▼

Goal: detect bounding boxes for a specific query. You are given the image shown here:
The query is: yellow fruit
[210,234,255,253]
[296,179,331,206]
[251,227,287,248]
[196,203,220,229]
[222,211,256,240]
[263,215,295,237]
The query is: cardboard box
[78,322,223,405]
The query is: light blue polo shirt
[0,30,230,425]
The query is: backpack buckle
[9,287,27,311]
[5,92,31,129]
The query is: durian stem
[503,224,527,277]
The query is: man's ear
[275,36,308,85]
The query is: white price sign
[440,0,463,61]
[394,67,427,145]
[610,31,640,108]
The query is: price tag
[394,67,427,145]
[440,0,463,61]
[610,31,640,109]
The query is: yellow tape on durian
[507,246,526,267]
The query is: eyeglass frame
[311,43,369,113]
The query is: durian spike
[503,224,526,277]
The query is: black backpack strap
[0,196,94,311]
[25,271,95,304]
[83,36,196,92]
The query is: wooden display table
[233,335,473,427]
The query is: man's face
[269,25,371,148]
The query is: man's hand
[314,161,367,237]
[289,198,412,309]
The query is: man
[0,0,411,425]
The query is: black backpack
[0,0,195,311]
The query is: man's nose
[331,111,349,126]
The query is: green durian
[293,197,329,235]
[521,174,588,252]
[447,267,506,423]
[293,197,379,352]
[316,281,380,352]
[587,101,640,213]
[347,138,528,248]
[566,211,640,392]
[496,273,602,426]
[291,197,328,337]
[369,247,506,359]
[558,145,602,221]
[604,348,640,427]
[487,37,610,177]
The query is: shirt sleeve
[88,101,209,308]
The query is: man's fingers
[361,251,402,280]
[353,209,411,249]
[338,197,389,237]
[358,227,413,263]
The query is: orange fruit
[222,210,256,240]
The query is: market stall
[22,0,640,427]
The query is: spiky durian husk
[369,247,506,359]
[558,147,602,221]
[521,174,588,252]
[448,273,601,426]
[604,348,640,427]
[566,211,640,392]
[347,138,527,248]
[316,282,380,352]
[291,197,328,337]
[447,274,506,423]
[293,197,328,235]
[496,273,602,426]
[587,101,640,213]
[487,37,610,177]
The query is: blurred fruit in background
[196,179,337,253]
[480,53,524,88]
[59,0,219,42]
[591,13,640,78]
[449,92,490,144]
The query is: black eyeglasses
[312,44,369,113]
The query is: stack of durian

▲

### [PROBLEM]
Put the lines from the one containing "The query is: price tag" through the one containing "[269,25,371,148]" into a Markdown table, skipping blank lines. Use a "Row" column for the row number and a "Text" column for the line itself.

### [THE OUTPUT]
| Row | Text |
|---|---|
| 1 | The query is: price tag |
| 2 | [394,67,427,145] |
| 3 | [440,0,463,61] |
| 4 | [610,31,640,109] |
| 5 | The query is: yellow tape on durian |
| 6 | [507,246,526,267] |
| 7 | The query is: eyeglass frame |
| 8 | [311,43,369,113] |
| 9 | The query is: durian spike |
| 10 | [503,224,526,277] |
| 11 | The query is: black backpack strap |
| 12 | [0,196,94,311] |
| 13 | [25,271,95,304] |
| 14 | [83,36,196,92] |
| 15 | The query is: wooden display table |
| 16 | [233,335,473,427] |
| 17 | The query is: man's face |
| 18 | [269,25,371,148] |